(EXERCISE REQUIREMENTS): Omitting every picture, output the records below exactly, please.
-=-=-
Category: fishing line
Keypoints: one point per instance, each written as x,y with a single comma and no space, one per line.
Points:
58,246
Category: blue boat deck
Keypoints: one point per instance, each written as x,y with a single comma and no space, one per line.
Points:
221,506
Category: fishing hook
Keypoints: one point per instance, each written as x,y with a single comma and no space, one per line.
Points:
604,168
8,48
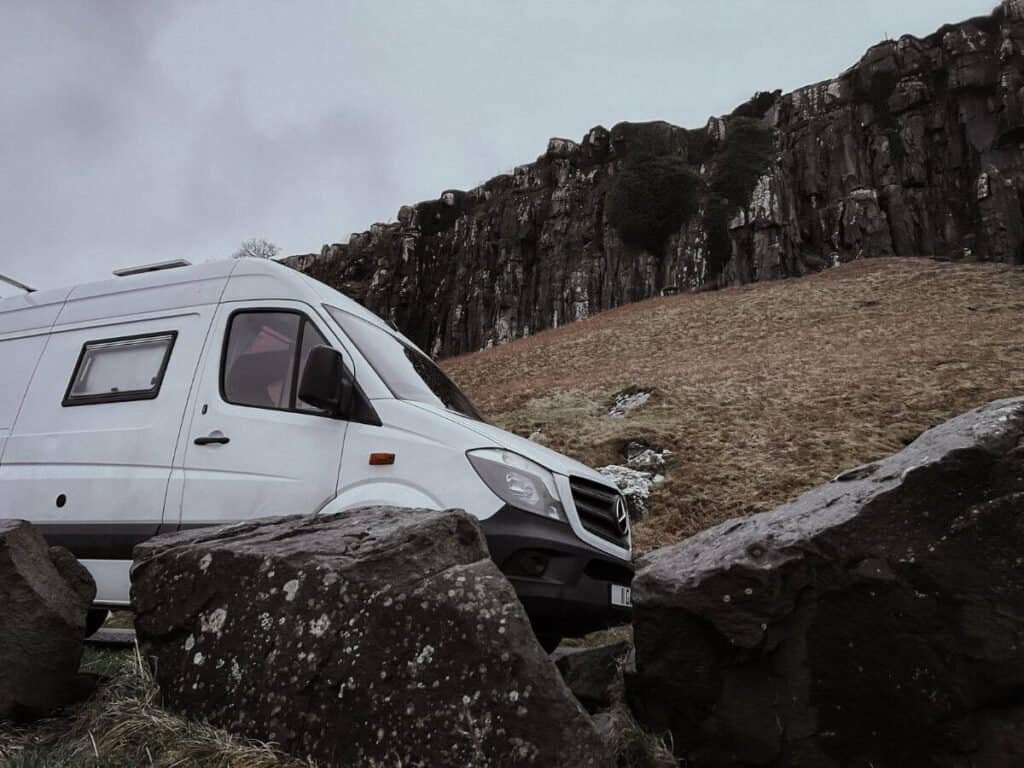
-=-=-
(SOLUTION FOR THIS PROBLEM):
Category: fishing line
Keypoints: one point per instance, each written as x,y with a single comma and no space, one per line.
Points:
58,246
Category: blue boat deck
Keypoints: one point per instance, each written as x,y with a single comma and no space, one per line.
Points:
221,506
Category: fishing hook
Keypoints: one point per instance, each written as x,y with a single comma and no space, one per line.
Points:
604,168
8,48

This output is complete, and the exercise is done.